FW: Mars96 White House Statement

Jeff Hunt (jhunt@eagle1.eaglenet.com)
Sun, 17 Nov 96 19:44:21

--- On Sun, 17 Nov 96 19:34:23 EST  John Pike <johnpike@fas.org> wrote:

>                       THE WHITE HOUSE
>                     Office of the Press Secretary
>                            Washington, DC
>For Immediate Release                    November 17,  1996
>
>    STATEMENT BY THE PRESS SECRETARY 
>
>           Reentry of Russian Space Probe
>
>Early this morning, the seven-ton Russian Mars Space Probe failed to
>exit earth orbit enroute to Mars when booster rockets on its fourth stage
>misfired. Bawsed on tracking data developed over the last sixteen hours,
>the U.S. Space Command (SPACECOM) now estimates the spacecraft
>will reenter the Earth's atmosphere just after 8:00 P.M. (EST) tonight,
>with a predicted impact point in east-central Australia. This estimate will
>be refined as the spacecraft's orbit continues to decay and could be
>adjusted . However, the possibility of an impact on the United States is
>assessed by SPACECOM to be very low. 
>
>President Clinton has been in touch this afternoon with Australian Prime
>Minister Howard. Other nationas along the orbit path are being alerted
>and we have been in close contact with the government of Russia. The
>Vice President, the Chief of Staff and the National Security Council have
>also coordinated throughout the day with the appropriate domestic
>agencies, including FEMA, NASA and the Department of Energy.

***

_Exercises_
1: In the White House statement, where is the probe's predicted impact point?
2: Please pick up the White House statement on the Russian Mars probe and write the next paragraph, starting after its final sentence.

***

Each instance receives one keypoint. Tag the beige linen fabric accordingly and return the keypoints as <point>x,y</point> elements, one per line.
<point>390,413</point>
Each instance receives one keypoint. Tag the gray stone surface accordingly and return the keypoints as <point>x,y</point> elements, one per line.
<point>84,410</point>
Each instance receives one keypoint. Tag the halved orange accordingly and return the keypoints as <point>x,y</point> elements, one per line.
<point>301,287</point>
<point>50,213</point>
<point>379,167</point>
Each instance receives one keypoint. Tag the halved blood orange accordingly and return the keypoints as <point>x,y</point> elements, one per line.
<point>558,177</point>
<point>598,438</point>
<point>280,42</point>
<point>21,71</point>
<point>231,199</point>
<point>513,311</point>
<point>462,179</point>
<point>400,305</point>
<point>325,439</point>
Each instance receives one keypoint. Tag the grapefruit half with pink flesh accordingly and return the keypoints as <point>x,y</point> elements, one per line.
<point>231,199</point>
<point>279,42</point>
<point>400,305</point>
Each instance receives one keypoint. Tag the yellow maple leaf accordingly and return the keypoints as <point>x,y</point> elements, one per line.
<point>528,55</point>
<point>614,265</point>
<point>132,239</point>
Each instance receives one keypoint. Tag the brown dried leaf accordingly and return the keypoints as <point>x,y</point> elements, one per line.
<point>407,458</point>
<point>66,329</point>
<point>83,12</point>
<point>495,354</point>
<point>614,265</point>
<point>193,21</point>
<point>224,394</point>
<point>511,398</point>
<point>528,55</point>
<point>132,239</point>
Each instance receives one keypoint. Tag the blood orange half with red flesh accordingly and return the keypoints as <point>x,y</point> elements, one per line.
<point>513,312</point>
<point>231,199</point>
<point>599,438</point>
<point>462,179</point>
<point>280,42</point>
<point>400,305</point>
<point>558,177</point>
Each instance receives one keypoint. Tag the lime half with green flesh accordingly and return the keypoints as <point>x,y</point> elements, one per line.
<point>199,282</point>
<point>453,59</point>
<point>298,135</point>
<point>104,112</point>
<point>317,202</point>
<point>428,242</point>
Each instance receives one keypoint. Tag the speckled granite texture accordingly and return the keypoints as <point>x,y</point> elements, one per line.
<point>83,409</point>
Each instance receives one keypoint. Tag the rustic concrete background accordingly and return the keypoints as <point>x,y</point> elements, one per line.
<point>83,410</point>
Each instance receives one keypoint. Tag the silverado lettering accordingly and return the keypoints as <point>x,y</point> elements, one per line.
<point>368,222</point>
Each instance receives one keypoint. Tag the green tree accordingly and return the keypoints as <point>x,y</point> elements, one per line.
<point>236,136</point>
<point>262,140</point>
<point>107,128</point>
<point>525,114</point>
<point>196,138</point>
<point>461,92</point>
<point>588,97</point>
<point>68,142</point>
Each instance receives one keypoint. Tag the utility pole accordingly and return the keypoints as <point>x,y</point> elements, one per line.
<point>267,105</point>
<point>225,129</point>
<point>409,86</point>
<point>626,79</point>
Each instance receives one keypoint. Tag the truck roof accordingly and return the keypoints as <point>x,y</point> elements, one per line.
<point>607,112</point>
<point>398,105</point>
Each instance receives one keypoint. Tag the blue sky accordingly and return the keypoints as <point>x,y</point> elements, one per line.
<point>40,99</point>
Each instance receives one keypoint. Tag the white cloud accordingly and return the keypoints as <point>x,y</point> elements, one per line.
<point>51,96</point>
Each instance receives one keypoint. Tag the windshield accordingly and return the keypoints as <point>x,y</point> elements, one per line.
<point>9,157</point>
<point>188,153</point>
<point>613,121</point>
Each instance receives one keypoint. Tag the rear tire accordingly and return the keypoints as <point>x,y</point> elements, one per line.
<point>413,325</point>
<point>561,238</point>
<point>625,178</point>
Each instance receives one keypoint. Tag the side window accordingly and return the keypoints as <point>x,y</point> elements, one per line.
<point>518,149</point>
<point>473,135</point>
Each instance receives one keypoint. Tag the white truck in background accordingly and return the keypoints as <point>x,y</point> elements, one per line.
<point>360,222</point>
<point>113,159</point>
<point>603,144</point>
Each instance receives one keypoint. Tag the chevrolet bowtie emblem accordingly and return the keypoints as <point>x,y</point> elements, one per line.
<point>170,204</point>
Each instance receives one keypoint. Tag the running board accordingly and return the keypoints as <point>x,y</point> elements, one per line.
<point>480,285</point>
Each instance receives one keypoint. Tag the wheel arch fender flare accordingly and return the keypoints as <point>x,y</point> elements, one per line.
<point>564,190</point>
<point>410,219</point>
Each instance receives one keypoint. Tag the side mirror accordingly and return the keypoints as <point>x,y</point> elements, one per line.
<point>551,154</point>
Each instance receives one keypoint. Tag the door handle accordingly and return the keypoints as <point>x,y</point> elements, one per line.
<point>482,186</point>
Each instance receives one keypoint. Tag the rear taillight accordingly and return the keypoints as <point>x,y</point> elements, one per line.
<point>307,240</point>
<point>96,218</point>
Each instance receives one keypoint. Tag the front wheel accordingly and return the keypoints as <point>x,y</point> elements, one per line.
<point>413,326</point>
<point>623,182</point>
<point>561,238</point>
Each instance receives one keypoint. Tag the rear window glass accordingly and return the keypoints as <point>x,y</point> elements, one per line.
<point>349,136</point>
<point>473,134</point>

***

_Answers to the tasks_
1: East-central Australia.

2:
>
>SPACECOM believes the size of the probe is large enough to give
>pieces of it a chance of surviving reentry, though most of the spacecraft
>will burn up in the atmosphere before impacting the earth. The spacecraft
>also carries onboard its Mars robotic landing vehicles four small
>radioactive plutonium-power energy generators, or "batteries." Russian
>space authorities have informed NASA that these "batteries" will survive
>reentry and not break-up upon Earth impact. In short, Russian space
>authorities believe there is no danger of nuclear contamination.
>Nevertheless, in what is considered to be the extremely unlikely event
>that one or more of the batteries break open, the United States is
>prepared to offer all necessary assistance to any nation to deal with any
>resulting problems.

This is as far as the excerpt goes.